→ **EXCERPTED PASSAGE**:
Gradient Descent
Gradient Descent is a very powerful optimization algorithm that is used almost everywhere in machine learning, from solving logistic regression in 1950s to GPT3!
You can play with the algorithms here and checkout the implementation details here
Problem Statement
Consider a function $f: \mathbb{R}^n \rightarrow \mathbb{R}$, our aim is to find the minimum value of the function. Now before we begin we could have generalised a little bit more, what about functions whose domain is $\subseteq \mathbb{R}^n$. But for the time being let us continue with former problem statement.
Let $f(x) = x^2$ be a one-dimensional function whose domain is real line. One can quickly infer its minimum value is 0 and is attained at $x = 0$. One way to see this follows from a keen inspection of derivative, namely by setting it to 0.
Theorem 1 (First-Order Necessary Conditions) 1
If $x^∗$ is a local minimizer and $f$ is continuously differentiable in an open neighborhood of $x^∗$ , then $\nabla f(x^∗) = 0$.
Proof. We prove by contradiction. Assume wrongly that gradient is non-zero at $x^*$. If we now move in direction opposite to gradient we are bound to attain a lower value of function! We are using the fact that gradient points in direction of greatest ascent and consequently opposite direction points to steepest descent. Hence by contradiction, $\nabla f(x^*) = 0$.

→ **SUPPLIED DATA**:
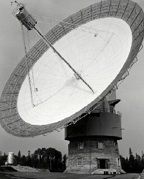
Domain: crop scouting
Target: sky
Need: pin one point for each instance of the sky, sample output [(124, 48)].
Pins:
[(131, 91)]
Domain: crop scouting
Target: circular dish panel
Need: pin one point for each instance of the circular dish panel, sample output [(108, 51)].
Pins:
[(97, 50), (100, 42)]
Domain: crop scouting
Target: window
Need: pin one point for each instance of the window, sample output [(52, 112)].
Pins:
[(81, 145), (100, 145), (79, 161), (103, 163)]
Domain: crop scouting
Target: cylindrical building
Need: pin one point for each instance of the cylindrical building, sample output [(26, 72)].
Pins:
[(93, 146)]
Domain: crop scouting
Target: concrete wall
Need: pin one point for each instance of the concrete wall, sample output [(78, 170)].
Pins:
[(86, 160), (103, 124)]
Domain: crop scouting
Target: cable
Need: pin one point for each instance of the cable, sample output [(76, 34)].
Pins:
[(27, 66)]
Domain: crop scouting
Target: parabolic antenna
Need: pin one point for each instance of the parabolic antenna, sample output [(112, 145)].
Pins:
[(98, 45)]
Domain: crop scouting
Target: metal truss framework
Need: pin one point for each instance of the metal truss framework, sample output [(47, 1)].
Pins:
[(127, 10)]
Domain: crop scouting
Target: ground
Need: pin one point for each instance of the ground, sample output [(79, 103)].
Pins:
[(47, 175)]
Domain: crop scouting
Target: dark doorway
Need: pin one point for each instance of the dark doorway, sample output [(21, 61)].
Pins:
[(103, 163)]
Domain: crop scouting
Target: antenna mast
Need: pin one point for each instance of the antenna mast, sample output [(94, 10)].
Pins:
[(29, 22)]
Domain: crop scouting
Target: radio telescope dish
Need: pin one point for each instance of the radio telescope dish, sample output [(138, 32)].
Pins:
[(99, 42)]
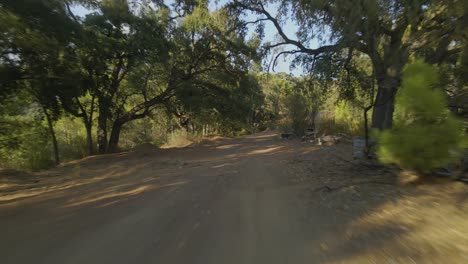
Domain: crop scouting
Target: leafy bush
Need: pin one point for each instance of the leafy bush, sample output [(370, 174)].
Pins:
[(425, 135), (298, 112)]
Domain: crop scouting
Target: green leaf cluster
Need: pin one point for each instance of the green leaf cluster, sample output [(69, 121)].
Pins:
[(426, 136)]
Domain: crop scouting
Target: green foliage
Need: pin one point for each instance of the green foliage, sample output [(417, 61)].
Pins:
[(426, 135), (24, 138), (298, 112)]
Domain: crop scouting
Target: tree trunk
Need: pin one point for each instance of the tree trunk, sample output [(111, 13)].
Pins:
[(89, 137), (104, 105), (382, 115), (115, 136), (54, 138)]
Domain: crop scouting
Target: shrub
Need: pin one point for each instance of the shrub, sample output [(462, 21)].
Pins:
[(425, 135)]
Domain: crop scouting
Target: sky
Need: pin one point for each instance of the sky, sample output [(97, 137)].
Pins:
[(289, 27)]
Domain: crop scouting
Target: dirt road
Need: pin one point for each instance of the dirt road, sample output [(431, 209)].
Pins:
[(256, 199)]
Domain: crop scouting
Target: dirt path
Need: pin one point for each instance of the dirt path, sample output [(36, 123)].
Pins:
[(255, 199)]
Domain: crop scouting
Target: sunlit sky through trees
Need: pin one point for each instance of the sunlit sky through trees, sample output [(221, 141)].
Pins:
[(289, 27)]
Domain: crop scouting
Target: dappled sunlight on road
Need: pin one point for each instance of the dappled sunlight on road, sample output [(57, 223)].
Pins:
[(264, 151), (113, 194), (229, 146)]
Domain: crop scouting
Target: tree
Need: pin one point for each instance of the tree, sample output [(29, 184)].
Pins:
[(36, 40), (386, 31), (426, 135), (117, 42)]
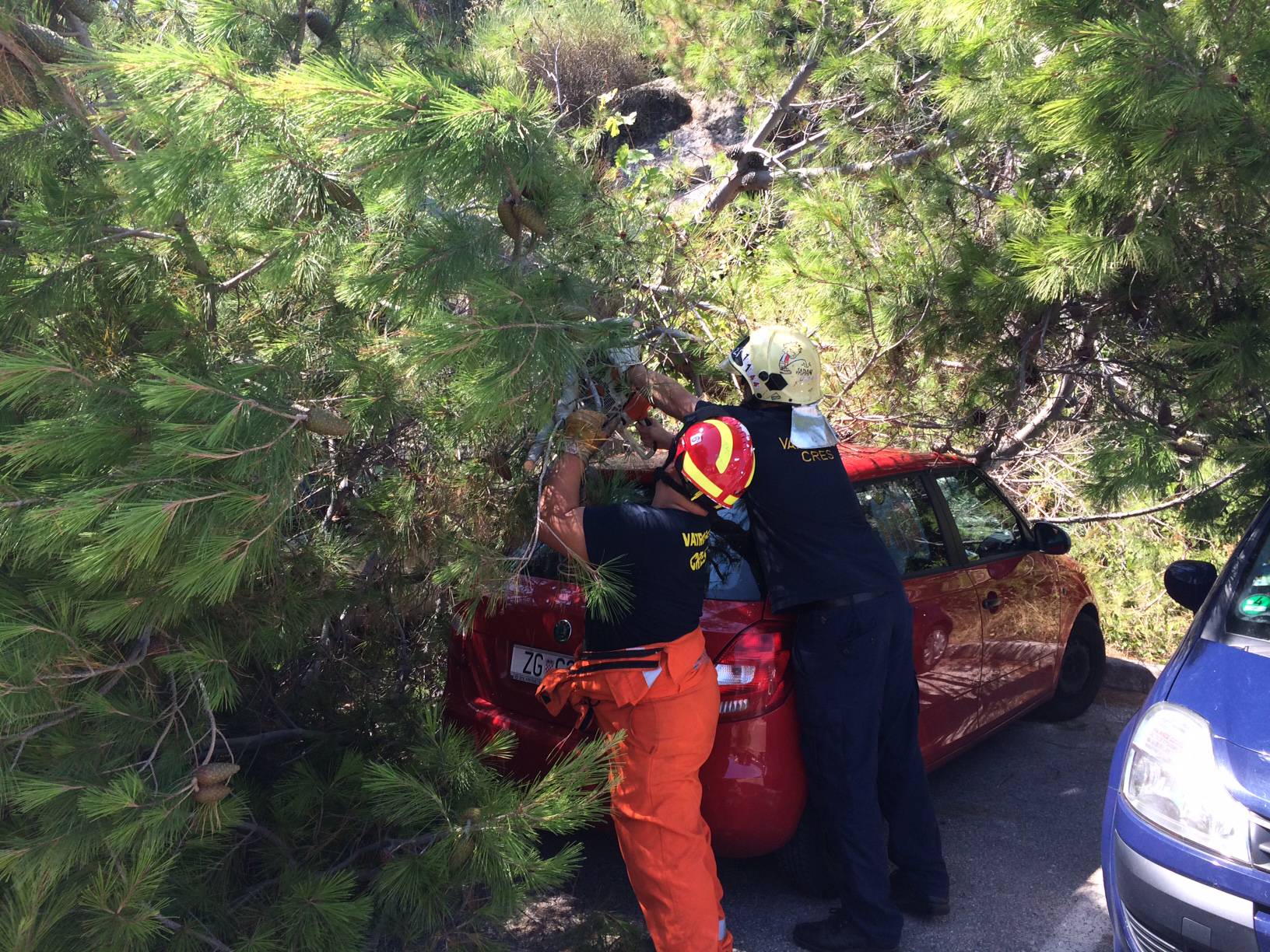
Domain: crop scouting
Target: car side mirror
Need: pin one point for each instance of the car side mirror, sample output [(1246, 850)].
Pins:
[(1189, 580), (1051, 538)]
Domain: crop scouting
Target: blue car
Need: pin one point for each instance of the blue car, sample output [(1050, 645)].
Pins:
[(1187, 824)]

→ **INSTRUCTIONS**:
a) Transcribe the gradient descent page between "Let $f(x) = x^2$" and "then $\nabla f(x^∗) = 0$.", inclusive.
b) In the gradient descent page, what minimum value does the function f(x) = x^2 have, and at what x is it attained?

→ **RESULTS OF THE TASKS**:
a)
Let $f(x) = x^2$ be a one-dimensional function whose domain is real line. One can quickly infer its minimum value is 0 and is attained at $x = 0$. One way to see this follows from a keen inspection of derivative, namely by setting it to 0.
Theorem 1 (First-Order Necessary Conditions) 1
If $x^∗$ is a local minimizer and $f$ is continuously differentiable in an open neighborhood of $x^∗$ , then $\nabla f(x^∗) = 0$.

b) Its minimum value is 0, attained at x = 0.